Copy each of the following records word for word.

>>

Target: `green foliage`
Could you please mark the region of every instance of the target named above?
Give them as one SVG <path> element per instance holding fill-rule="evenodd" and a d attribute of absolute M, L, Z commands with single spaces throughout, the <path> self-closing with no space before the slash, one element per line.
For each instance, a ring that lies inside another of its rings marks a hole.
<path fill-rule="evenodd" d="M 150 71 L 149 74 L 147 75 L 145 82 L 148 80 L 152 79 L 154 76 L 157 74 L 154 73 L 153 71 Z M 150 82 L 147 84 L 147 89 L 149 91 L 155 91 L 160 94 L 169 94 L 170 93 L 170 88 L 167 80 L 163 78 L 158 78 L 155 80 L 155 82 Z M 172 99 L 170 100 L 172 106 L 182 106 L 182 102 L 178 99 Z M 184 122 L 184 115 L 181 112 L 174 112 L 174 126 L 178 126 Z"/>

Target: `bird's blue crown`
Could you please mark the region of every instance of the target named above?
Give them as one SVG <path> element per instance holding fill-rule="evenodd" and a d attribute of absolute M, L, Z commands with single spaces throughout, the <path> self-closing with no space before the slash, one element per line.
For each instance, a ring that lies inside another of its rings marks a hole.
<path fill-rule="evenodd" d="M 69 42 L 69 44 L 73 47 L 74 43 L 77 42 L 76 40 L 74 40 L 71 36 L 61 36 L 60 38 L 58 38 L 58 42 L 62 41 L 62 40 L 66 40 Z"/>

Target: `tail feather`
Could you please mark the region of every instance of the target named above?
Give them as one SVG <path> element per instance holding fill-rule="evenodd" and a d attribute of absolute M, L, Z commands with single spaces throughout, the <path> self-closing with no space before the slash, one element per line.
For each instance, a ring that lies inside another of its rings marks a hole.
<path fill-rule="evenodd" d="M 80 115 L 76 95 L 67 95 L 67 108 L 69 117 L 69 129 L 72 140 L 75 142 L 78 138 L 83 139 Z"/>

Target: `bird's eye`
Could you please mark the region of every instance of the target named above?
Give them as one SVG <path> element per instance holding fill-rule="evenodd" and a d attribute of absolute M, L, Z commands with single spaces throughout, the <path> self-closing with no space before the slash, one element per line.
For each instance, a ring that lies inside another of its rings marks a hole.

<<

> _Completed exercise_
Target: `green foliage`
Could you please mark the region of every instance of the target named above?
Give them as one SVG <path> element per instance holding fill-rule="evenodd" and a d attribute of absolute M, L, Z commands with single spaces throughout, the <path> self-closing with no space before the slash, one element per line.
For each instance, a ring that lies inside another of its rings marks a hole.
<path fill-rule="evenodd" d="M 150 71 L 149 74 L 147 75 L 145 82 L 148 80 L 152 79 L 154 76 L 157 74 L 154 73 L 153 71 Z M 150 82 L 147 84 L 147 89 L 149 91 L 155 91 L 160 94 L 169 94 L 170 93 L 170 88 L 167 80 L 163 78 L 158 78 L 155 80 L 155 82 Z M 172 99 L 170 100 L 172 106 L 182 106 L 182 102 L 178 99 Z M 184 122 L 184 115 L 181 112 L 174 112 L 174 126 L 178 126 Z"/>

Target: `bird's blue crown`
Could you please mark the region of every instance of the target named above?
Give them as one SVG <path> element per instance holding fill-rule="evenodd" and a d attribute of absolute M, L, Z commands with single spaces throughout, the <path> self-closing with no space before the slash, one element per line.
For each instance, a ring that lies inside another of its rings marks a hole.
<path fill-rule="evenodd" d="M 69 42 L 69 44 L 73 47 L 74 43 L 77 42 L 76 40 L 74 40 L 71 36 L 61 36 L 60 38 L 58 38 L 58 42 L 62 41 L 62 40 L 66 40 Z"/>

Target: `tail feather`
Could you please mark the region of every instance of the target named above?
Give them as one SVG <path> element per instance holding fill-rule="evenodd" and a d attribute of absolute M, L, Z commands with single spaces throughout, the <path> self-closing with no space before the slash, one element per line.
For each instance, a ring that lies inside another of its rings marks a hole.
<path fill-rule="evenodd" d="M 80 115 L 76 95 L 67 95 L 67 108 L 69 117 L 69 129 L 72 140 L 75 142 L 78 138 L 83 139 Z"/>

Target: `bird's eye`
Could you please mark the region of every instance of the target named above?
Give them as one SVG <path> element per instance holding fill-rule="evenodd" and a d attribute of absolute M, L, Z commands with single spaces throughout, the <path> self-closing with no space before the slash, one element per line.
For each instance, a ring that lies inside another of its rings marks a hole.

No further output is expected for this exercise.